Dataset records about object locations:
□ □ □ □

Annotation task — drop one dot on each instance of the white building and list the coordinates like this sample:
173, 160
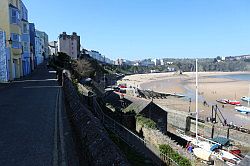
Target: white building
157, 62
147, 62
69, 44
162, 62
39, 49
53, 48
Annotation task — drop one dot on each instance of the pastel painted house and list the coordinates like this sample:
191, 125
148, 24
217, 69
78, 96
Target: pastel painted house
25, 38
4, 58
10, 23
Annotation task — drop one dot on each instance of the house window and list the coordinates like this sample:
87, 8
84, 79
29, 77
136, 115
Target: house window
25, 28
15, 17
25, 47
16, 40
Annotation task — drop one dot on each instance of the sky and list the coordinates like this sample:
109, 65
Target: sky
139, 29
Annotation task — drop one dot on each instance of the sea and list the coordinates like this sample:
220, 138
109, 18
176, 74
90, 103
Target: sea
242, 77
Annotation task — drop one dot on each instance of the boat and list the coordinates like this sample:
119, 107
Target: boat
222, 101
228, 157
243, 109
233, 102
202, 154
245, 98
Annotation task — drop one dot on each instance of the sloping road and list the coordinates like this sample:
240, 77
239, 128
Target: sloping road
28, 110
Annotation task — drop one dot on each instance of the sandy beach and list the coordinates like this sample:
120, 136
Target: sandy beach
210, 89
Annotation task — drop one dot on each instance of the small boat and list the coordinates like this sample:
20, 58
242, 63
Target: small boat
235, 152
222, 101
243, 109
202, 154
245, 98
233, 102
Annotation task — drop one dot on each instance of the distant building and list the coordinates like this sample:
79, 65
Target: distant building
170, 63
96, 55
39, 46
147, 62
10, 23
69, 44
45, 42
233, 58
4, 58
162, 62
120, 62
25, 37
53, 48
157, 62
32, 32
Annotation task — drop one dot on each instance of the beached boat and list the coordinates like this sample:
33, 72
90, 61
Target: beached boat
222, 101
243, 109
233, 102
245, 98
202, 154
227, 157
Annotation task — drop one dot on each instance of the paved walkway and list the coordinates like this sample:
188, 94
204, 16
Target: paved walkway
28, 114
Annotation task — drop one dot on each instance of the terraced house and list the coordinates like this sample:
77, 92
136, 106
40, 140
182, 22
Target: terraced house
25, 38
10, 23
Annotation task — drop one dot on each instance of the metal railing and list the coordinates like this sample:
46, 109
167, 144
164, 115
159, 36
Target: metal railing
134, 141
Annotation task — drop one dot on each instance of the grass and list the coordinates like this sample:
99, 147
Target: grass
134, 158
180, 160
146, 122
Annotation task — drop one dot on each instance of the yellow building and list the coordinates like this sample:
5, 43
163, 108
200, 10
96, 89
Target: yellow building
10, 23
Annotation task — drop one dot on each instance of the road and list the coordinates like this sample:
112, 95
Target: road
28, 111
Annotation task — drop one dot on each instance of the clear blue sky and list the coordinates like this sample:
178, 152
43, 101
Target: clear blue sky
137, 29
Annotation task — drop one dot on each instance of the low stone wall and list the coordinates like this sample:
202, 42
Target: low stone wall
221, 131
157, 138
97, 148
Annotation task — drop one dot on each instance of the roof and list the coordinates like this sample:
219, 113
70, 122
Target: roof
115, 100
137, 106
246, 160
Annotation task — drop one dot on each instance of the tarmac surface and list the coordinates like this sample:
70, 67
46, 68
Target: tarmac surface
28, 119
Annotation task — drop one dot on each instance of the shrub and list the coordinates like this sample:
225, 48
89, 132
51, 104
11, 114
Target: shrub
149, 123
180, 160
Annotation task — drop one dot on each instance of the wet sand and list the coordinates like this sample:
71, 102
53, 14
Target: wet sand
210, 89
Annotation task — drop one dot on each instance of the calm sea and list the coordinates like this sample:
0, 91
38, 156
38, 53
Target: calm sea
243, 77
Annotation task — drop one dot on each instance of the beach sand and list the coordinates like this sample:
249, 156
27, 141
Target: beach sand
210, 89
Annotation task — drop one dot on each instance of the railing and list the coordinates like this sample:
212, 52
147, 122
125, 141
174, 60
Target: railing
132, 139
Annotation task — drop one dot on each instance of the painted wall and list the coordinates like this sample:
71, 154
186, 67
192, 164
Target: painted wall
25, 40
10, 23
3, 58
32, 32
69, 44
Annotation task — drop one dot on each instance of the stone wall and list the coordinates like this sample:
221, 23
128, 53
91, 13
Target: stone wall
221, 131
97, 148
157, 138
3, 58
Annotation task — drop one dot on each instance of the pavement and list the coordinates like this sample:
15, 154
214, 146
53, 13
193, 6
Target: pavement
30, 122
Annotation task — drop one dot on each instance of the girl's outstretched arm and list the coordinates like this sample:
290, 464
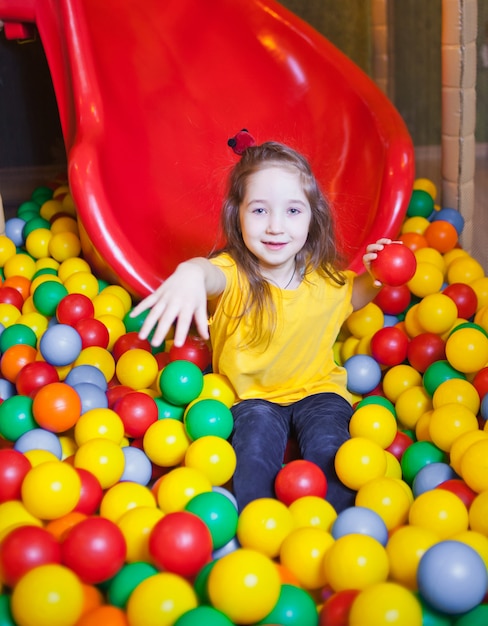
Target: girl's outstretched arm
181, 298
365, 286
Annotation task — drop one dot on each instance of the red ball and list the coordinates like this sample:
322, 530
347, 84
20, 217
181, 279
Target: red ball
34, 376
129, 341
137, 411
91, 492
389, 346
398, 446
425, 349
464, 297
92, 332
73, 308
300, 478
194, 349
24, 548
181, 543
94, 549
13, 468
394, 265
393, 299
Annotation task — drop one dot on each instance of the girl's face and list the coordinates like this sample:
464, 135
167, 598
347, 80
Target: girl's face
275, 218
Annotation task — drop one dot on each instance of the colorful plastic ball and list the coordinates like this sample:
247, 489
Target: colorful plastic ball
300, 478
448, 422
102, 552
208, 417
137, 466
360, 520
56, 407
16, 417
389, 346
137, 411
137, 369
160, 599
418, 455
394, 265
194, 349
39, 439
363, 373
467, 350
384, 604
355, 562
126, 580
180, 543
179, 486
103, 458
359, 460
24, 548
440, 511
51, 490
374, 422
263, 525
244, 585
60, 345
136, 525
452, 577
48, 595
166, 442
214, 457
181, 382
13, 468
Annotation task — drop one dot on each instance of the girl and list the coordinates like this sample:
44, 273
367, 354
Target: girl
277, 299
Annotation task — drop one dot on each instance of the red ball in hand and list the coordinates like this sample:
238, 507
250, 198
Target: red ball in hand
394, 265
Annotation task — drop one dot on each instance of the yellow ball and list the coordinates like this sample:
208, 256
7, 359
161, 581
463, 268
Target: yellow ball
441, 511
263, 525
385, 604
160, 599
374, 422
355, 561
359, 460
303, 552
244, 585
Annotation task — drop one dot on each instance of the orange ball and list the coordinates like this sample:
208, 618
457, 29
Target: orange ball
56, 407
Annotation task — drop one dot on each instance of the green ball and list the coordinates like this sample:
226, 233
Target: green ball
47, 296
16, 417
126, 580
418, 455
15, 334
437, 373
219, 515
208, 417
181, 382
421, 204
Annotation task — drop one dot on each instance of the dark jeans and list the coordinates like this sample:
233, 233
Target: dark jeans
320, 424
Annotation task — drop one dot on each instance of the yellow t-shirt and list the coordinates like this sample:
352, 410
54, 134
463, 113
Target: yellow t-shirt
299, 360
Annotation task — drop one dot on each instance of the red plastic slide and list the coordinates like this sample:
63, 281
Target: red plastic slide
149, 91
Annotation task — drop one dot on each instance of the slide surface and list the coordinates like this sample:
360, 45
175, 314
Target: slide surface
149, 93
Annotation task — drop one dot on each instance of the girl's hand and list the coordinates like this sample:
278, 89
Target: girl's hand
182, 298
371, 254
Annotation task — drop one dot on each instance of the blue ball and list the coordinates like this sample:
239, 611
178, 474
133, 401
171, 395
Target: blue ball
60, 345
430, 476
137, 468
363, 373
359, 520
91, 396
86, 374
452, 216
452, 577
39, 439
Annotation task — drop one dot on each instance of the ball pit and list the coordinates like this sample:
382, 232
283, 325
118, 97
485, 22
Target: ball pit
116, 462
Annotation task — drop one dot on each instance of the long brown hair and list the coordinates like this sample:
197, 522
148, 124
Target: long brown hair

□ □ □ □

Output exactly the lines between the one containing "the girl and" and the final line above, both inclusive.

Annotation task — drop one dot on each instance of the girl and list the coordinates like this sample:
44, 273
367, 354
Target: girl
277, 299
Annotation task — drop one dot on each instance of the red ball in hand and list the coordinates like this sample:
238, 507
250, 198
Target: red ball in hand
394, 265
Annotation task — drop one dot on each instance of the yellow ball and list the coordinates like this sample:
208, 256
7, 359
161, 581
463, 268
Target: yellow ball
441, 511
263, 525
385, 604
160, 599
374, 422
355, 561
359, 460
303, 552
244, 585
Annotation task — drop one dot on each instance of the orange ball and list the coordinates like this sample:
208, 618
457, 29
Target: orange ball
56, 407
Annotation task — drop one dot on each instance of the green ball and list the coordinates like this sample:
226, 233
Target: green ball
47, 296
16, 417
126, 580
418, 455
15, 334
437, 373
219, 515
208, 417
181, 382
421, 204
Annotation task — drop one dot on each instance of the dark jeans and list the coordinates like this sample:
233, 233
Target: dark jeans
320, 424
Annotation task — drop one dot on each instance of the yellow t-shirt and list the coordinates like this sample:
352, 410
54, 134
463, 113
Target: yellow t-shirt
299, 360
Annotation task — drop one dot on each instance of the red plastic slide and list the coordinates like this sample:
63, 281
Target: red plastic slide
149, 91
Annotation task — drop one dot on each instance of the slide surface and list the coordinates like this sample:
360, 45
175, 314
Target: slide surface
149, 93
Annotation task — drop one dot on each instance of the girl's hand and list the coordinates like this sample:
278, 89
Target: girl's hand
182, 298
371, 254
Annotation task — drop one dot on each instance of the blue ball and list the coordinates like this sample:
239, 611
178, 474
133, 401
171, 395
Target: blue ball
60, 345
430, 476
137, 468
363, 373
359, 520
91, 396
86, 374
452, 216
452, 577
39, 439
Annotation task — drop one dot on each instance of the ball pit and list the coordinates like this sample:
382, 232
283, 325
118, 97
485, 22
Target: ball pit
116, 462
Annotation task — drop one dot on each instance of the long brown hair and list the coordinates like this sample:
197, 522
148, 124
Target: long brown hair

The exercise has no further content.